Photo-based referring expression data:
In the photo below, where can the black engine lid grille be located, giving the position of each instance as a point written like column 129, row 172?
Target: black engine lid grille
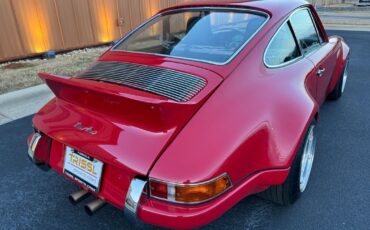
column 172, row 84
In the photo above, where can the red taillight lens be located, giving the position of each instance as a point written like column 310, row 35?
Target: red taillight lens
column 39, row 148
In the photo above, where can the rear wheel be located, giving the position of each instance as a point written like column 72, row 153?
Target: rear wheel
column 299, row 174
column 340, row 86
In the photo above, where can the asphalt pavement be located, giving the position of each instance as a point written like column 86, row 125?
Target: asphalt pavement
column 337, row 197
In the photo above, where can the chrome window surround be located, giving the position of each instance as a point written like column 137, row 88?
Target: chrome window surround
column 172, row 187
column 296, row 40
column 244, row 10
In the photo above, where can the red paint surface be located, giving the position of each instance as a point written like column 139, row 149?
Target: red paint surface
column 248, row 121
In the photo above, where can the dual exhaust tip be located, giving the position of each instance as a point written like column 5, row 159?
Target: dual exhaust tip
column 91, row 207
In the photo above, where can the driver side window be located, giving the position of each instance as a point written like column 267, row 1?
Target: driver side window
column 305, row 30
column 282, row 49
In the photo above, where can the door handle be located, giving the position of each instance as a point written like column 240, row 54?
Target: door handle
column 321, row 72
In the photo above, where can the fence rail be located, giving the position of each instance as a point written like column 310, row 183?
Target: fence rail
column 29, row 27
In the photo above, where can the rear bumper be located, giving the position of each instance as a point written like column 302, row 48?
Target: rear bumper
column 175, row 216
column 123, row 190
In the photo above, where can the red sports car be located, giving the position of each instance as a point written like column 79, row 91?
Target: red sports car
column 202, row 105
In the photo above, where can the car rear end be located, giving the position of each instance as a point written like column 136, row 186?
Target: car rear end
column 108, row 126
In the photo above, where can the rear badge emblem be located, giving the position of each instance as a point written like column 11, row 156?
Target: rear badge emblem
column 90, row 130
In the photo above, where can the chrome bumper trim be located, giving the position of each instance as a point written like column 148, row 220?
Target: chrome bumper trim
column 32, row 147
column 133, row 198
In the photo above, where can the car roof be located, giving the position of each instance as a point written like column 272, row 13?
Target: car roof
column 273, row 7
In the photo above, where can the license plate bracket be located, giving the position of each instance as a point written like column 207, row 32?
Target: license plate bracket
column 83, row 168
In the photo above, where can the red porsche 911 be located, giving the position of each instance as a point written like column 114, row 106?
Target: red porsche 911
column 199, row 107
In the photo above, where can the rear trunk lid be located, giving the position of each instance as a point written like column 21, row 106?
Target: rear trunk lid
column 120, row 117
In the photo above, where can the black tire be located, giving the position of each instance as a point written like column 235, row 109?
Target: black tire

> EXERCISE
Out of the records above, pull the lines that include the word "tire".

> EXERCISE RESPONSE
In the photo above, where can the black tire be located, giving the position of each instance as a point written like column 235, row 109?
Target: black tire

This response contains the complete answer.